====== Supplied information

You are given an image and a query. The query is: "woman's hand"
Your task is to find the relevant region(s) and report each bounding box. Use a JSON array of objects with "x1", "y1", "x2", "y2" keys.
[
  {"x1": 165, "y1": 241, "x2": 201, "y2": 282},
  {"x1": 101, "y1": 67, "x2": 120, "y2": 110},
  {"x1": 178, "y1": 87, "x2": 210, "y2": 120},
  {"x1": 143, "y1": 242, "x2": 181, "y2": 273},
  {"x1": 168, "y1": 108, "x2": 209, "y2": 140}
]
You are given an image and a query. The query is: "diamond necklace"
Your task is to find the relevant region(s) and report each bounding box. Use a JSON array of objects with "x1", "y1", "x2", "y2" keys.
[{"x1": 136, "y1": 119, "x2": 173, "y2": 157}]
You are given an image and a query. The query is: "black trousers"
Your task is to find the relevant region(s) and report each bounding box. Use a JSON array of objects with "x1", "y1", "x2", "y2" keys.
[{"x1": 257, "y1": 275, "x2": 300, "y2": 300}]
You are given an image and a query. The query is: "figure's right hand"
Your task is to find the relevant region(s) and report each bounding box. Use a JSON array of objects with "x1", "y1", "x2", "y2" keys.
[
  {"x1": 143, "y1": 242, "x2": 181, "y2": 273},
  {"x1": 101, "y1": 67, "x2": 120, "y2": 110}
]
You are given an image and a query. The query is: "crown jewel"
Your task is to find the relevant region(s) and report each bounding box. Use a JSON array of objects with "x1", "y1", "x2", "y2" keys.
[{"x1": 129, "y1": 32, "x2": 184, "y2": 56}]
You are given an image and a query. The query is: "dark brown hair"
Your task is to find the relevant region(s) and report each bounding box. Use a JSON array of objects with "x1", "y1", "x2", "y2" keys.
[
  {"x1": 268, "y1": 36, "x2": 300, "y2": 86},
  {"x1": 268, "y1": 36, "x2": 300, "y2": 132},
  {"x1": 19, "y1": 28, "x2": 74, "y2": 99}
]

============

What the exercise asks> List every line of the entries above that contains the word "image", copying each line in full and matching case exactly.

Output below>
You are given an image and a query. The query is: "woman's hand"
You are given an image and a query. The query is: "diamond necklace"
You are given an image and a query. The query is: "black trousers"
You are given an image and a query. The query is: "figure's right hand"
You are given an image and a query. The query is: "crown jewel"
You are given an image and a query. The query is: "dark brown hair"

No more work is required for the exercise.